What goes up must come down – the Crash
of 1929
Having enjoyed an unbroken period of success for a very long time,
America’s love affair with US stock exchanges came crashing
down to their knees on October 29, 1929 when a huge number of investors,
having borrowed heavily to make their millions in the stock market,
realized that a ‘bubble’ economy existed on the US stock
exchanges and that the stock value of listed companies far outweighed
their actual value. With the largest number of ‘sell’
orders ever posted in one day came the 1929 crash of the New York
Stock Exchange that eventually led to the Great Depression of the
1930s and which is still talked about to this day.
From 1929 to 1970
With many Americans having lost their entire life savings in the
1929, and with one in every four Americans out of work during the
Great Depression of the 1930s, little money was available for investment
in the US stock exchanges – and, having already been burnt,
those who did have money to invest refused to do so.
However, the US stock exchanges survived and with the coming World
War II, so did a large number of American corporations who were
either listed on the stock exchange or who needed to raise money
on the stock exchange to invest and take advantage of the boom that
was coming. So, although slightly more regulated following Congress’s
passing of the Securities Act of 1933, the stock exchange rebounded.
With the 1929 crash still firmly in everyone’s mind, from
1945 to 1970 the theme of the US stock markets was continued regulated
growth.
1970s and reform
As with most changes that the US stock markets have undergone, new
technologies brought about a new era. Realizing in the early 1970s
that the US stock markets were no longer serving the purpose for
which they were created, in part due to the restrictive regulations
imposed following the 1929 crash, the regulators of the stock markets
introduced:
- the Consolidated Tape System (1972), which provided trading information
to investors for all US exchanges and over-the-counter markets;
and
- the National Market System (1975), which provided the price of
stock and securities from all US exchanges simultaneously at each
other exchange,
Gordon Gekko and the early 1980s
With the liberalization of the markets in the 1970s, combined with
ever more innovative means of communication, the watchword of the
1980s became ‘money’ – in particular, making lots
of it.

Task details
Reproduce the stock market history from "What goes up" up to and including "to this day.", swapping "investors" for "shareholders".

Dataset content
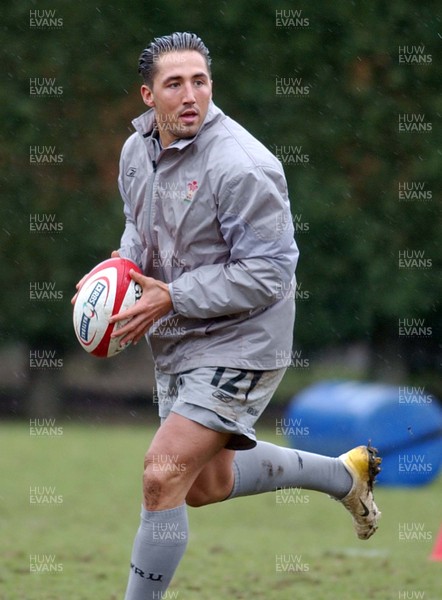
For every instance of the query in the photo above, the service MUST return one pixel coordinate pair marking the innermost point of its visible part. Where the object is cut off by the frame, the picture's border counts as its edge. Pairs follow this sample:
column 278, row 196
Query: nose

Response
What goes up must come down – the Crash
of 1929
Having enjoyed an unbroken period of success for a very long time,
America’s love affair with US stock exchanges came crashing
down to their knees on October 29, 1929 when a huge number of shareholders,
having borrowed heavily to make their millions in the stock market,
realized that a ‘bubble’ economy existed on the US stock
exchanges and that the stock value of listed companies far outweighed
their actual value. With the largest number of ‘sell’
orders ever posted in one day came the 1929 crash of the New York
Stock Exchange that eventually led to the Great Depression of the
1930s and which is still talked about to this day.